• _EXERCISE PROMPT_:
Return every line of the stored entries below verbatim, leaving out the pictures.
===== LISTED RECORDS
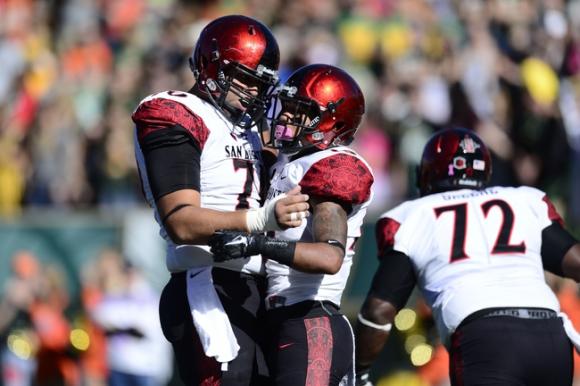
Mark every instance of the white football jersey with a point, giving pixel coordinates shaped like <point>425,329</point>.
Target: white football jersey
<point>474,249</point>
<point>230,168</point>
<point>338,174</point>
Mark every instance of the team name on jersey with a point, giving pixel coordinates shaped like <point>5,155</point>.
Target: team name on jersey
<point>240,152</point>
<point>472,193</point>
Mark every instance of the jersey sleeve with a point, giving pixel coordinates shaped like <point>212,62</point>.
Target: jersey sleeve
<point>165,119</point>
<point>342,178</point>
<point>385,232</point>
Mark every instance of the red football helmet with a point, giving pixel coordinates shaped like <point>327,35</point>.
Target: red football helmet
<point>322,103</point>
<point>453,159</point>
<point>238,48</point>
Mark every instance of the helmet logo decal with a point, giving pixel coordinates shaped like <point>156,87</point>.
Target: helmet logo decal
<point>317,136</point>
<point>478,164</point>
<point>314,121</point>
<point>469,145</point>
<point>459,163</point>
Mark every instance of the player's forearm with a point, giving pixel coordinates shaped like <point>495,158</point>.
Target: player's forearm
<point>317,258</point>
<point>194,225</point>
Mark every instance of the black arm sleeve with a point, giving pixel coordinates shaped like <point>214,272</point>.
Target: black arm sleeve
<point>556,241</point>
<point>172,160</point>
<point>395,279</point>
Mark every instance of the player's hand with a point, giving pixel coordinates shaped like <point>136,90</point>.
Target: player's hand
<point>292,209</point>
<point>286,210</point>
<point>227,245</point>
<point>362,379</point>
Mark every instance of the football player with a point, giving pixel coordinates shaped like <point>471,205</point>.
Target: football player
<point>478,255</point>
<point>311,341</point>
<point>199,158</point>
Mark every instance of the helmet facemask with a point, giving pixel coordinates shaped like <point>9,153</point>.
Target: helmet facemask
<point>254,88</point>
<point>296,120</point>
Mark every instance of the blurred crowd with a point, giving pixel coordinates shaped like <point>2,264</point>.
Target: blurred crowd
<point>111,337</point>
<point>72,72</point>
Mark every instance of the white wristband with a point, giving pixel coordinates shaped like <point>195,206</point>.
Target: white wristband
<point>383,327</point>
<point>264,218</point>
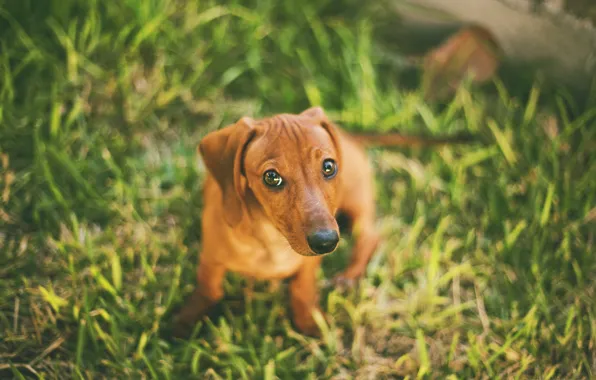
==========
• _THE REPLY_:
Mark every instance of the white football jersey with a point, giving pixel coordinates shaped like <point>425,329</point>.
Target: white football jersey
<point>474,249</point>
<point>230,168</point>
<point>338,174</point>
Mark every instance of the team name on jersey with a point, giving pixel coordinates shaped like <point>5,155</point>.
Target: team name on jersey
<point>240,152</point>
<point>472,193</point>
Mark every instance of the jersey sleeve with a point, giving pixel coordinates shaped like <point>212,62</point>.
Target: jersey sleeve
<point>165,119</point>
<point>342,178</point>
<point>385,232</point>
Mark every instance of the red football helmet with a point, giving pixel coordinates shaped like <point>327,35</point>.
Target: red football helmet
<point>322,103</point>
<point>453,159</point>
<point>238,48</point>
Mark every instance of the helmet logo decal with a point, giving pixel coordinates shaped like <point>156,87</point>.
Target: helmet logo decal
<point>317,136</point>
<point>478,164</point>
<point>314,121</point>
<point>469,145</point>
<point>459,163</point>
Mark every instance of the player's forearm with a point, giving pixel coordinates shaped like <point>495,158</point>.
Target: player's forearm
<point>317,258</point>
<point>194,225</point>
Mark every instance of the black arm sleeve with a point, giving pixel coordinates shaped like <point>214,272</point>.
Target: black arm sleeve
<point>556,241</point>
<point>172,160</point>
<point>395,279</point>
Mark every instance of the player's hand with a point, giving pixel coordinates shaped like <point>136,90</point>.
Target: player's hand
<point>292,209</point>
<point>286,210</point>
<point>227,245</point>
<point>362,379</point>
Mark every instance of the football player with a point, giving pixel coordinates shaped like <point>471,205</point>.
Target: football player
<point>478,255</point>
<point>311,341</point>
<point>199,158</point>
Mark every instance of the helmet facemask with a point, giving pixel coordinates shaped like <point>9,153</point>.
Target: helmet facemask
<point>254,88</point>
<point>296,120</point>
Mark every instance of the blurred crowd with a point, giving pixel coordinates shaped like <point>2,264</point>.
Target: blurred crowd
<point>111,337</point>
<point>72,72</point>
Mark every instance of the white wristband with a point, giving pixel coordinates shaped like <point>195,206</point>.
Target: white wristband
<point>383,327</point>
<point>264,218</point>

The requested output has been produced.